- [Reading passage]:
********

# Tritium Betalight Review (in the US!)



## mrorange (Dec 16, 2002)

Ordered a tritium Betalight from Penrith Survival in England, after waiting almost a month because of it not being available, I finally received it last week. The good news is that it's really cool, if you think a green Traser keyring is bright, wait till you see one of these. Even better, it has a radiation symbol on the bottom of it, all the better to frighten the wife with..




It is solidly constructed of a thick rubber casing. The bad news, all in all, I'm a little disappointed in my buying experience, when I ordered the Betalight, it was not listed as being out of stock, though thats a minor quibble as lots of places don't keep their websites updated as to stock availability. I also did not receive any e-mails from them about it being back ordered, I had to contact them first. I also received incorrect estimates as to when it would be in stock and shipped (it will be dispatched next week....and then wasn't)....My total price delivered was $81.84 US, which is seems pretty steep, $67.67 for the Betalight and $14.31 shipping. I would be happier, but when I received the Betalight it was damaged. There is a crack in the rubber near the lip, because of this, the cap which covers the tritium light source will not stay closed. It almost looks like the kind of cracking you get in old, dry rubber. I contacted Penrith Survival via e-mail describing the situation, and included pictures of the damage. I also asked if I could exchange this Betalight for another. My request for an exchange was ignored, with a terse reply that the Betalight was manufactured in November 2002, and that they had forwarded my comments to the manufacturer. Without putting too fine a point on it, what the hell does the manufacturer have to do with an exchange? I could probably fix the crack with a drop of super glue, but for $81.00, I shouldn't have to, I kind of expect it not to be damaged. As things stand right now, I cannot recommend this company for US customers, however, if they make this right, I will gladly publically apologize and retract my comments. Here are some pics of the Betalight, I apologize for the poor quality, I'm still figuring this camera out. The piece of paper sticking in the side of the Betalight is to show how far down the crack goes as it's a little difficult to photograph.

P.S. I'm so irritated about this I'm open to offers on the Betalight....


----------



## sunspot (Dec 16, 2002)

Have you sent a copy of this posting to the dealer? You might want to do so and include a note that this forum is read worldwide.
BTW, what is the listed size of your light?


----------



## TrevorNasko (Dec 16, 2002)

GREAT LIGHT! I just ordered one last week and got my order in 4 days and after 5days with it I really love it.


----------



## Slick (Dec 16, 2002)

Thanks for sharing this.. I WANT one of these lights, so I'd like to know how this comes out.


----------



## soa (Dec 17, 2002)

********

- [Raw records]:

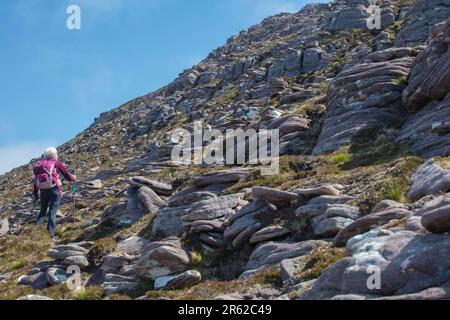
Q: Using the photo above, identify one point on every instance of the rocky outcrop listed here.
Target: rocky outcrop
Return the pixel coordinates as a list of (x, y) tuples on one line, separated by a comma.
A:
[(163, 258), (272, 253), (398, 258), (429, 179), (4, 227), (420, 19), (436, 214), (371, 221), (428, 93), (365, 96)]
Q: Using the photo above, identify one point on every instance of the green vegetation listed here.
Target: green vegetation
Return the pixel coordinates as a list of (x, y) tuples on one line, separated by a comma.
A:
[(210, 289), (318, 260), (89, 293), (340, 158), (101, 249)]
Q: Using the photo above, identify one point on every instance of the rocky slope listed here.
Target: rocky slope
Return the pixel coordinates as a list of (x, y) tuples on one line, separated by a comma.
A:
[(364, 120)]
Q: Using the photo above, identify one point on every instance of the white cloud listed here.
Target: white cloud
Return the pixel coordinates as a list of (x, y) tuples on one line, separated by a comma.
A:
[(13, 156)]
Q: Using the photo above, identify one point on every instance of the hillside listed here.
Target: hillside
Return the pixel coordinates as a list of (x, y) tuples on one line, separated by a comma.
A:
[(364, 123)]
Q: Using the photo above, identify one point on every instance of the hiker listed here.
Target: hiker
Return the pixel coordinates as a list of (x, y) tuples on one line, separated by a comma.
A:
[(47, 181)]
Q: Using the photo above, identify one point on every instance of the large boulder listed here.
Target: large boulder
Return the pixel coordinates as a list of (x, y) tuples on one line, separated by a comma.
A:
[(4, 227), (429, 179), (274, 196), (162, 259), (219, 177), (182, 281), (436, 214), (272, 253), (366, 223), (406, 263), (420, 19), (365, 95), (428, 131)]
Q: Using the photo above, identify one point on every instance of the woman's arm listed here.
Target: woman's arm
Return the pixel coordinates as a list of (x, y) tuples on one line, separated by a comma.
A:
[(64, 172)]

********

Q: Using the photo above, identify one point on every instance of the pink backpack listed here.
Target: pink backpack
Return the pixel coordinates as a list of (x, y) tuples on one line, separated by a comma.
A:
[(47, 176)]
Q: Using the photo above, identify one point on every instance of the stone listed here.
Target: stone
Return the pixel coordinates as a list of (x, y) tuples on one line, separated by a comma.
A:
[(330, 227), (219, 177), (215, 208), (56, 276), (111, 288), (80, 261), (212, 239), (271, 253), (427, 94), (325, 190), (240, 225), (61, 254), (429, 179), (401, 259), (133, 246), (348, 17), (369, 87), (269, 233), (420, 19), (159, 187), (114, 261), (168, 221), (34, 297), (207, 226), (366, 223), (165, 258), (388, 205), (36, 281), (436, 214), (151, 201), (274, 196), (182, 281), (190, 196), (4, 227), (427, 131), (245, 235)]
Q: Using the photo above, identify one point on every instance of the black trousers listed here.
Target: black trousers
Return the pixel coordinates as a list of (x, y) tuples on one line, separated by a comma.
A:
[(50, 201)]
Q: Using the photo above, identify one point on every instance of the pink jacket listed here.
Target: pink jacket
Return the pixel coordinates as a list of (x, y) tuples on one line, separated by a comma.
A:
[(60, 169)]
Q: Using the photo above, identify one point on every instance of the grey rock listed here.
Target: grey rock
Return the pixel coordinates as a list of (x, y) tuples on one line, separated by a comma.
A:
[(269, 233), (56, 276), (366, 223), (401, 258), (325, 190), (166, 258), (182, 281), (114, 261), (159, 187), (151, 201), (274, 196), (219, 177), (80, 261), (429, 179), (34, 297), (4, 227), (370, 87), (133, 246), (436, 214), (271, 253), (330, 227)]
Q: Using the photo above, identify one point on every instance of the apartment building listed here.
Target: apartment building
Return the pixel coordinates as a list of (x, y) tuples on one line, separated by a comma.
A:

********

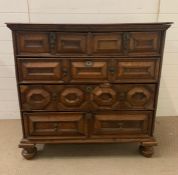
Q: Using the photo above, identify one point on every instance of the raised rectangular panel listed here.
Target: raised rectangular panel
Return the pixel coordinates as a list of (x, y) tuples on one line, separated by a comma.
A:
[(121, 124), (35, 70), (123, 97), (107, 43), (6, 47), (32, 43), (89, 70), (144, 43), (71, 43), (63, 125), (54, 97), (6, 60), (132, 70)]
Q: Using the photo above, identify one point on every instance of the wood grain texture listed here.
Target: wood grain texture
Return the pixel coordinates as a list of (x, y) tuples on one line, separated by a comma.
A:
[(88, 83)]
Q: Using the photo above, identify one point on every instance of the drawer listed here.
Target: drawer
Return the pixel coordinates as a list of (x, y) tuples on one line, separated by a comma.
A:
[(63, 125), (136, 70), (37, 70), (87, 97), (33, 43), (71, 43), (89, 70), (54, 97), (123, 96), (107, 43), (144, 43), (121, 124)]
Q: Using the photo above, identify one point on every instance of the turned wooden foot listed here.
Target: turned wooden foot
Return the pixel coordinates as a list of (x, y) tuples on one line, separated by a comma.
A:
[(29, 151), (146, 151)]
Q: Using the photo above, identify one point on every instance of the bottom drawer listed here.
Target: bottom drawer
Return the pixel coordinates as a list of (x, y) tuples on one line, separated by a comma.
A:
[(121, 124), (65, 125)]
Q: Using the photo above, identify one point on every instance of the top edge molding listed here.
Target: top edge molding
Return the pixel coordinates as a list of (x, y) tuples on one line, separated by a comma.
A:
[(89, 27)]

********

- [Exercise directions]:
Answer these questions about the forum thread on the tritium Betalight:
1. From which company did mrorange order the Betalight?
2. How much did mrorange pay for shipping?
3. How many days did it take for TrevorNasko's order to arrive?

- [Answer to this exercise]:
1. Penrith Survival
2. $14.31
3. 4 days